__What is being asked__. Find the line containing "Identify the distant mountain", then print it and each following line through the end of the records, exactly and with nothing added; leave out any pictures.
╭─ Data listing
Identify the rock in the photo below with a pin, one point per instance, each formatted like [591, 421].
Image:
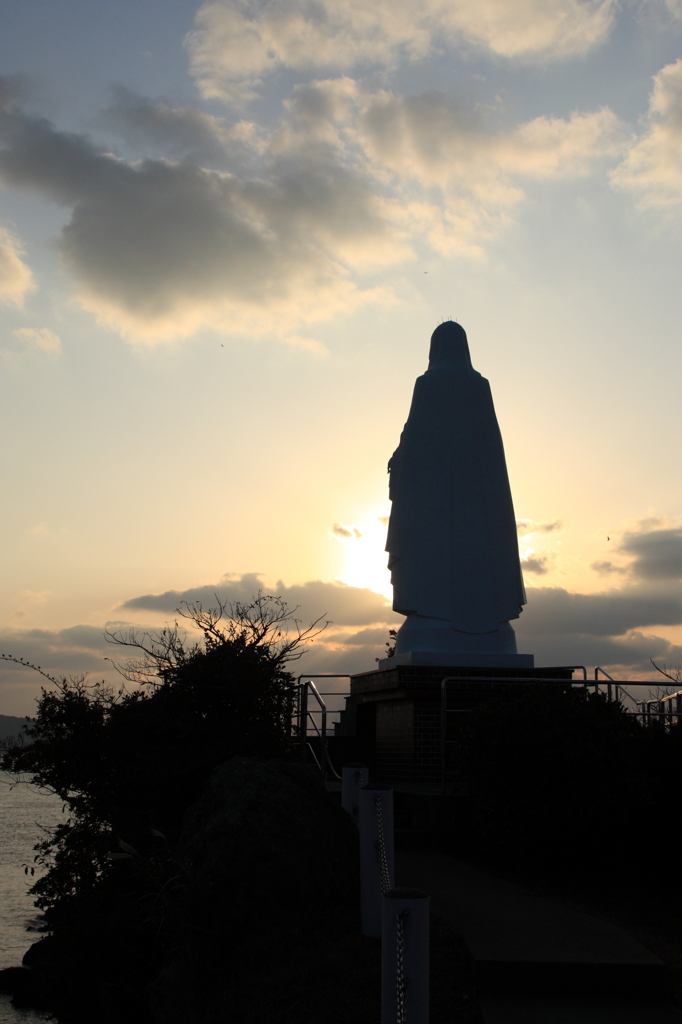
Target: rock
[271, 863]
[271, 849]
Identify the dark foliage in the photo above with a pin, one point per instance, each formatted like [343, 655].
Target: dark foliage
[128, 763]
[560, 783]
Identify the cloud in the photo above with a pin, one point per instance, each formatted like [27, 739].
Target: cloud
[281, 231]
[610, 629]
[657, 553]
[177, 132]
[537, 565]
[529, 526]
[651, 170]
[336, 601]
[612, 612]
[340, 530]
[39, 337]
[608, 568]
[159, 248]
[15, 278]
[238, 43]
[70, 651]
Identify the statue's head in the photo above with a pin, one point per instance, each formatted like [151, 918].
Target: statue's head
[450, 348]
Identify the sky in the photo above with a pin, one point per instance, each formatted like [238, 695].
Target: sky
[226, 232]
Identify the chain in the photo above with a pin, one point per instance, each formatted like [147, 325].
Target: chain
[399, 929]
[383, 860]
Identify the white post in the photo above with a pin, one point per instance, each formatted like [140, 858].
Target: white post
[376, 836]
[405, 957]
[353, 777]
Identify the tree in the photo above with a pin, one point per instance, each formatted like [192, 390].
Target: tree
[128, 762]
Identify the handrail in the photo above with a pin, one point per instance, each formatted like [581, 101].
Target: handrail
[304, 715]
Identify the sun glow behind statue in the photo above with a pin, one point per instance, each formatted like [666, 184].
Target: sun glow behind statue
[366, 561]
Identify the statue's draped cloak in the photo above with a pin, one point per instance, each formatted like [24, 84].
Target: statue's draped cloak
[452, 536]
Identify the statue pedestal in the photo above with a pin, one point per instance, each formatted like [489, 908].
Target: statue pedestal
[393, 715]
[457, 659]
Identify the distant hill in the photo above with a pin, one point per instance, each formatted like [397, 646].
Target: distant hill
[10, 725]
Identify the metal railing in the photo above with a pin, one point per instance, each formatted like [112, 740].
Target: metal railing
[651, 710]
[444, 710]
[314, 721]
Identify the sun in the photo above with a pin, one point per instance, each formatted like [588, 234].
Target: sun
[365, 557]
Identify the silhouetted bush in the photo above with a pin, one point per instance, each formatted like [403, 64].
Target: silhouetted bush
[560, 782]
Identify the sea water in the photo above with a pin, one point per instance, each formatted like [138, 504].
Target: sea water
[25, 814]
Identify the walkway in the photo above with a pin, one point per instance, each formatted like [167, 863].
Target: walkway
[537, 961]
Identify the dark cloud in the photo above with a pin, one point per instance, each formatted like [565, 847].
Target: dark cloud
[537, 565]
[179, 132]
[559, 628]
[657, 553]
[613, 612]
[160, 248]
[13, 87]
[340, 530]
[341, 604]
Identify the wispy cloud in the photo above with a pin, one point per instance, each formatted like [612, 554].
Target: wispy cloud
[346, 531]
[651, 170]
[39, 337]
[236, 46]
[529, 526]
[15, 276]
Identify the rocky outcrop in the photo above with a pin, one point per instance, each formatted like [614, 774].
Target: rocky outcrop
[270, 860]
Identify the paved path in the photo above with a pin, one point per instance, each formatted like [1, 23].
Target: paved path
[537, 961]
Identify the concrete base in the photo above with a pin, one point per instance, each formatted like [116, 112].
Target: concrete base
[538, 961]
[452, 660]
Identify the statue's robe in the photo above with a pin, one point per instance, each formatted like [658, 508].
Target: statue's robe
[452, 536]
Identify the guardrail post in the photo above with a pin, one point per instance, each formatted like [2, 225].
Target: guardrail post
[405, 957]
[353, 776]
[303, 717]
[376, 841]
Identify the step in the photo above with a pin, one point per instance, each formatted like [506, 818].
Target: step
[528, 946]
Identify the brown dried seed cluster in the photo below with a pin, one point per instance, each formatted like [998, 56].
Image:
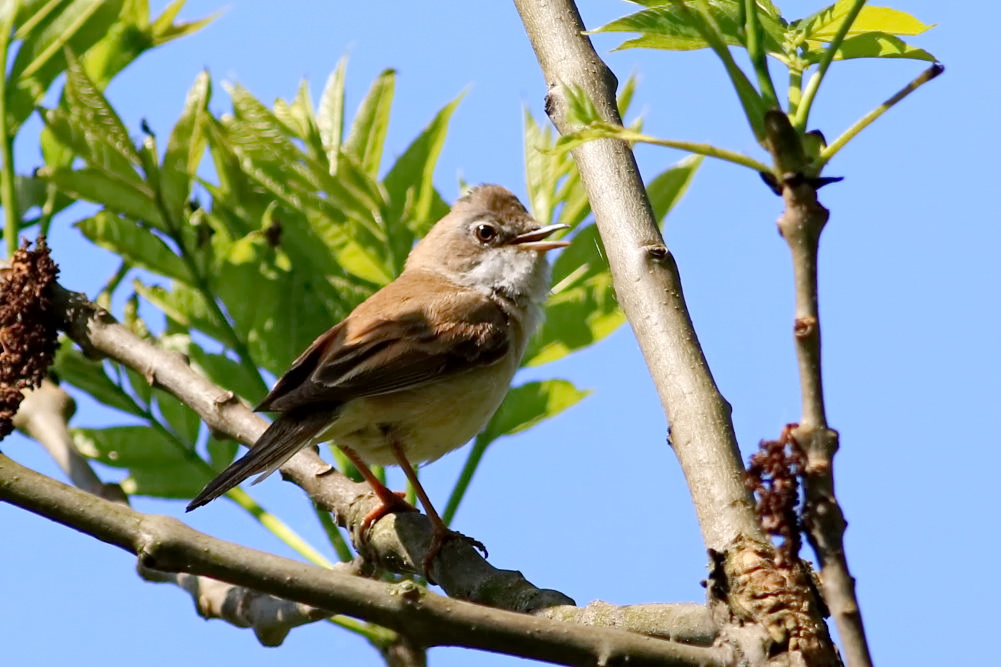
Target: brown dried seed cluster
[28, 326]
[774, 476]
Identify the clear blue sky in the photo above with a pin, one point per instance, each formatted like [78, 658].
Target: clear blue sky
[594, 503]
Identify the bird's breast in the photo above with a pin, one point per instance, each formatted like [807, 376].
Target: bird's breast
[427, 421]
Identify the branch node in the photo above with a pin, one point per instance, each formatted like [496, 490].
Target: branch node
[804, 326]
[658, 252]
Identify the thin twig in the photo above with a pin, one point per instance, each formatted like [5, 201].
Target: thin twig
[8, 191]
[801, 224]
[803, 111]
[43, 416]
[166, 544]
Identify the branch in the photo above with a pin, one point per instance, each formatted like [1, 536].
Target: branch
[395, 543]
[163, 543]
[43, 416]
[801, 224]
[759, 607]
[646, 277]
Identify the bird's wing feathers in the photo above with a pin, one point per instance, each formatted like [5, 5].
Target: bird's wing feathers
[447, 332]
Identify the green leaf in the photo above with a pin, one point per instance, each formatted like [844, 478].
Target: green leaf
[528, 405]
[875, 45]
[368, 129]
[824, 25]
[286, 311]
[137, 244]
[183, 421]
[330, 113]
[141, 386]
[183, 304]
[136, 201]
[670, 26]
[670, 185]
[46, 29]
[179, 481]
[409, 184]
[72, 367]
[184, 149]
[132, 447]
[227, 374]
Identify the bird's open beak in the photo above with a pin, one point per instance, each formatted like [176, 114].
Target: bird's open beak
[536, 239]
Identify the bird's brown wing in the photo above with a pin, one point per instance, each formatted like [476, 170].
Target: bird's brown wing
[447, 331]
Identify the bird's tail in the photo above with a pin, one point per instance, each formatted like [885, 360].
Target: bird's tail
[286, 436]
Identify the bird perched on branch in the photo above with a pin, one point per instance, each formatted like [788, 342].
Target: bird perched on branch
[417, 369]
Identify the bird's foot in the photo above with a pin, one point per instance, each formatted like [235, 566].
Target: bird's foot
[391, 502]
[439, 536]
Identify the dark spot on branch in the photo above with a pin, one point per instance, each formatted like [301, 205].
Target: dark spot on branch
[28, 326]
[550, 103]
[657, 251]
[821, 181]
[772, 182]
[272, 233]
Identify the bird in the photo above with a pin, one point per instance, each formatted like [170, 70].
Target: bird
[417, 369]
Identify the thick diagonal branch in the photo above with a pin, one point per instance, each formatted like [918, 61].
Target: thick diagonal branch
[396, 543]
[753, 596]
[166, 544]
[801, 225]
[647, 280]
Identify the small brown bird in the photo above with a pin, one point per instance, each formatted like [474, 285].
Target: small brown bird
[417, 369]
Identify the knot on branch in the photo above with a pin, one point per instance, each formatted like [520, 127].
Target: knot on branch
[28, 326]
[781, 599]
[774, 477]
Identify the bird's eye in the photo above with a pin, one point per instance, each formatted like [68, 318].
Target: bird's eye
[485, 232]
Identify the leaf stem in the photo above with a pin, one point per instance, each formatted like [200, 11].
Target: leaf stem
[707, 149]
[795, 90]
[272, 523]
[756, 50]
[803, 112]
[462, 483]
[868, 119]
[333, 535]
[8, 191]
[277, 527]
[750, 98]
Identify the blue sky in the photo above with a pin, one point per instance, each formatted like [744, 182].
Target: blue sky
[594, 503]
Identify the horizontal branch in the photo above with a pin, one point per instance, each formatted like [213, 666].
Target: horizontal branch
[396, 543]
[165, 544]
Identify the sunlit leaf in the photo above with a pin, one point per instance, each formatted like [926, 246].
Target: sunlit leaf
[73, 368]
[137, 244]
[668, 187]
[674, 26]
[330, 112]
[184, 149]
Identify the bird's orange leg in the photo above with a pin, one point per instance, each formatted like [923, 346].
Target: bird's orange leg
[391, 501]
[439, 532]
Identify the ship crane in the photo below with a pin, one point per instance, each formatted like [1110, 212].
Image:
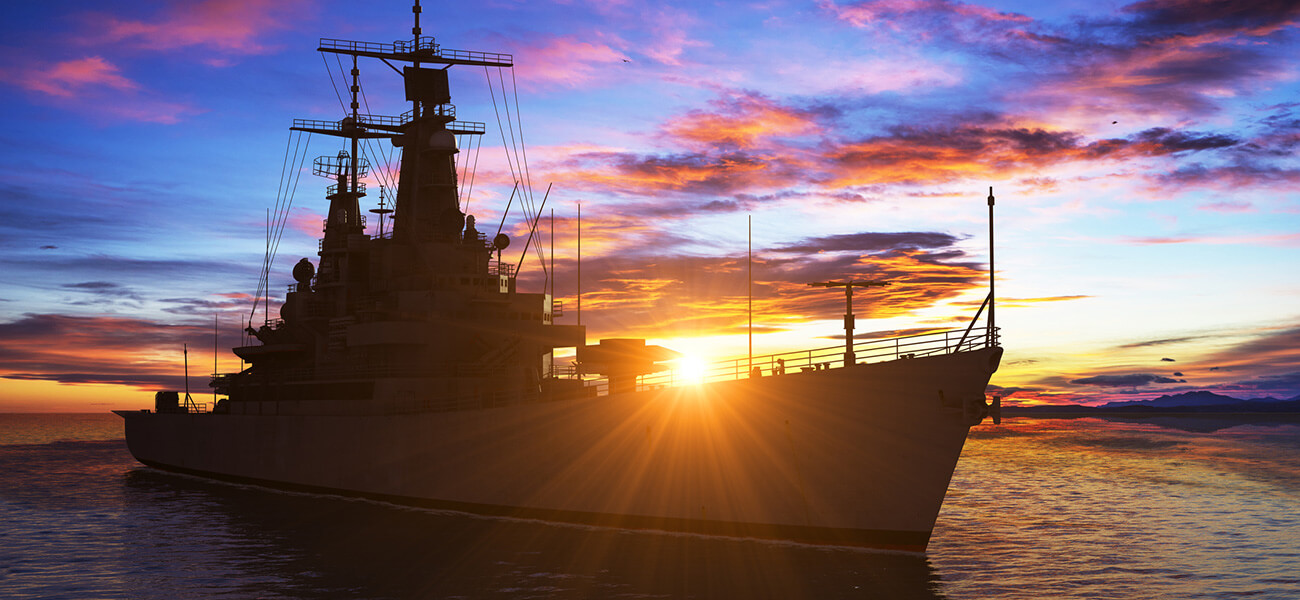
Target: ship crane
[849, 359]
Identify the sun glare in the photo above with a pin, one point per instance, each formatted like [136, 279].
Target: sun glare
[689, 369]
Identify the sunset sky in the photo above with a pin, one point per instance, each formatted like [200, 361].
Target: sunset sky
[1143, 157]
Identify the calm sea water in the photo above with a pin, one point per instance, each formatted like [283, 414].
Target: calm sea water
[1039, 508]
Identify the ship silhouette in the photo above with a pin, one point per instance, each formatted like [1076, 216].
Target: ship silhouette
[408, 366]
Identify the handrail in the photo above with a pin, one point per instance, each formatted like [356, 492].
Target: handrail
[945, 342]
[904, 347]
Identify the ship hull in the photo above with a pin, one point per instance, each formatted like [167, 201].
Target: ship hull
[856, 456]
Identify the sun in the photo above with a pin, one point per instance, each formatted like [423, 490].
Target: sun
[689, 370]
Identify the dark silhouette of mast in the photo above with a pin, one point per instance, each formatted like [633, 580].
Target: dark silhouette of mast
[849, 357]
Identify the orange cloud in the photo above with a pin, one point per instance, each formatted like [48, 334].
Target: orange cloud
[742, 121]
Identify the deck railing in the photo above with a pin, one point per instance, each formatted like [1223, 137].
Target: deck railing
[830, 357]
[819, 359]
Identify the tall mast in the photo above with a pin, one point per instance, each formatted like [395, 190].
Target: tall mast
[991, 272]
[356, 156]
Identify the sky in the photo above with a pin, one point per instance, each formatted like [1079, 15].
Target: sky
[1143, 156]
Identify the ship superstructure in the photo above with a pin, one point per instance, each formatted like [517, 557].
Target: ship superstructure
[427, 311]
[408, 366]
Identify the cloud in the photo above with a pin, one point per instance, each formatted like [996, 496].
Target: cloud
[234, 26]
[70, 77]
[744, 120]
[654, 292]
[99, 350]
[94, 86]
[564, 61]
[1134, 379]
[105, 292]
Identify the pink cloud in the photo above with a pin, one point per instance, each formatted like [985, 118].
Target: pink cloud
[69, 77]
[228, 25]
[96, 88]
[1275, 239]
[1227, 207]
[564, 61]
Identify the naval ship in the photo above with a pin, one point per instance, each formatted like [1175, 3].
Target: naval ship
[408, 366]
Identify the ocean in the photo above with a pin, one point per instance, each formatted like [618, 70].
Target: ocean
[1088, 508]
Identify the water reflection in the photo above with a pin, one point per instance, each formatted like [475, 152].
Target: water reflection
[251, 542]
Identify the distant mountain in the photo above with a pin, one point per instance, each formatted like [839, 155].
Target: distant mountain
[1199, 401]
[1187, 399]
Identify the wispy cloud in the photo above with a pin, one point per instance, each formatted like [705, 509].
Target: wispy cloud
[234, 26]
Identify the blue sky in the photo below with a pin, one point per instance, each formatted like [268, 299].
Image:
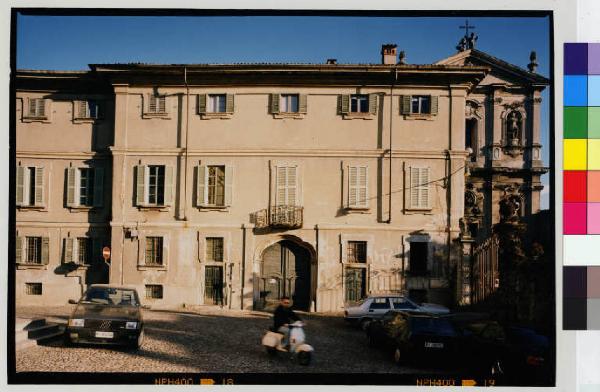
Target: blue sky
[73, 42]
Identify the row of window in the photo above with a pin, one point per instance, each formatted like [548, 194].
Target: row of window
[38, 108]
[84, 187]
[214, 186]
[152, 291]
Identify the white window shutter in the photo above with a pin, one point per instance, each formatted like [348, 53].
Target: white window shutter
[274, 107]
[229, 103]
[69, 250]
[201, 188]
[98, 187]
[362, 185]
[151, 103]
[405, 102]
[72, 187]
[302, 103]
[373, 103]
[45, 250]
[168, 189]
[162, 104]
[19, 254]
[414, 187]
[228, 185]
[434, 104]
[21, 187]
[352, 186]
[140, 187]
[281, 182]
[39, 186]
[424, 188]
[345, 104]
[82, 109]
[292, 186]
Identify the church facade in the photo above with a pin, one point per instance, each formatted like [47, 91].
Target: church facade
╰─
__Exercise answer__.
Identify the distant mountain in the photo above with a pin, one point per instance, each formatted like [839, 155].
Target: distant mountain
[1199, 401]
[1187, 399]
Identify the wispy cloud in the photo above with a pin, one point per instance, each formatted like [705, 509].
Target: wispy cloud
[234, 26]
Identify the blue sky in the photo below with a pin, one point per instance, each formatted like [268, 299].
Image:
Target: blue sky
[73, 42]
Identify the row of window in the photo above with a pin, one point per instance, each formatted like [548, 194].
Target: row of window
[38, 108]
[84, 187]
[214, 186]
[152, 291]
Identify the white window shutter in the photo above with a pin, one point per instance, each formatted like [348, 53].
Target: white window shutter
[274, 107]
[229, 103]
[69, 250]
[201, 188]
[98, 187]
[362, 185]
[151, 103]
[405, 102]
[72, 187]
[302, 103]
[373, 103]
[45, 250]
[168, 189]
[162, 104]
[19, 254]
[414, 187]
[228, 185]
[434, 104]
[21, 187]
[352, 186]
[140, 187]
[281, 182]
[39, 186]
[424, 188]
[345, 104]
[82, 109]
[292, 186]
Identify the church facade in the photo above with a pin, one point per instance, each formatted like [47, 91].
Target: church facade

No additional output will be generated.